**** EXCERPT TO READ ****

17 Correlations between quantitative variables

So far, you have learnt about the research process, including analysing data using confidence intervals and hypothesis tests. Specifically, you have learnt to construct confidence intervals, and performs hypothesis tests, for one groups and for comparing two separate groups.

In this chapter, you will learn to:

  • describe the relationships between two quantitative variables.
  • compute and interpret correlation coefficients and \(R^2\).

17.1 Introduction

So far, RQs about single variables and RQs for comparing two groups have been studied. In this chapter, the relationship between two quantitative variables is studied; that is, correlational RQs.

****

WHAT TO DO:
Retype the passage of the correlation chapter excerpt between "In this chapter, you" and "is, correlational RQs.", inclusive.

**** SUPPLIED ENTRIES ****

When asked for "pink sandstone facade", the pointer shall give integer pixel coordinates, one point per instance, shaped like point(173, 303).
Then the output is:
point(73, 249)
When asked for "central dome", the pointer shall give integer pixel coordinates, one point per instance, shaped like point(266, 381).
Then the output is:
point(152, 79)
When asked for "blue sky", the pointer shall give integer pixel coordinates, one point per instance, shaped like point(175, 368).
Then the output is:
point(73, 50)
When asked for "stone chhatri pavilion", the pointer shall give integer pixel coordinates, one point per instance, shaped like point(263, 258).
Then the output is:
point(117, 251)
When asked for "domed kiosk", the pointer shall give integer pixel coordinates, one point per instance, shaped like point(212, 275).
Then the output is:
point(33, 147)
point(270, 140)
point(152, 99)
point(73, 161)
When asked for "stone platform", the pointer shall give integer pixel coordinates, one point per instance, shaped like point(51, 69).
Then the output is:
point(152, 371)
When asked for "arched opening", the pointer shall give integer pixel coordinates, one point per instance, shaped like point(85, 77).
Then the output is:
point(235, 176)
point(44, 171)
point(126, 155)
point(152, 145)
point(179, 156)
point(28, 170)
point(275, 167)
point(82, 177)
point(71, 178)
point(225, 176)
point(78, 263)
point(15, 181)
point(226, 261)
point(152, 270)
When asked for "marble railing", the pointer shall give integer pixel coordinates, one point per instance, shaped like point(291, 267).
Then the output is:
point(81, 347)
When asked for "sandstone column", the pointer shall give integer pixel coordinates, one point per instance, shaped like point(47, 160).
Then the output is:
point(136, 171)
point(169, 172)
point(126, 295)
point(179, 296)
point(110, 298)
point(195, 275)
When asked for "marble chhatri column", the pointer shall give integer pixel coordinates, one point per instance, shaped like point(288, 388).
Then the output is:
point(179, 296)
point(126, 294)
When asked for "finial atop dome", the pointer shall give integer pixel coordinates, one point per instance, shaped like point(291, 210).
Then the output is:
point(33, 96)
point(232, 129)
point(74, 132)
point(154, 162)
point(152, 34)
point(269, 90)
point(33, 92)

****

COMPLETED EXERCISE:
In this chapter, you will learn to:

  • describe the relationships between two quantitative variables.
  • compute and interpret correlation coefficients and \(R^2\).

17.1 Introduction

So far, RQs about single variables and RQs for comparing two groups have been studied. In this chapter, the relationship between two quantitative variables is studied; that is, correlational RQs.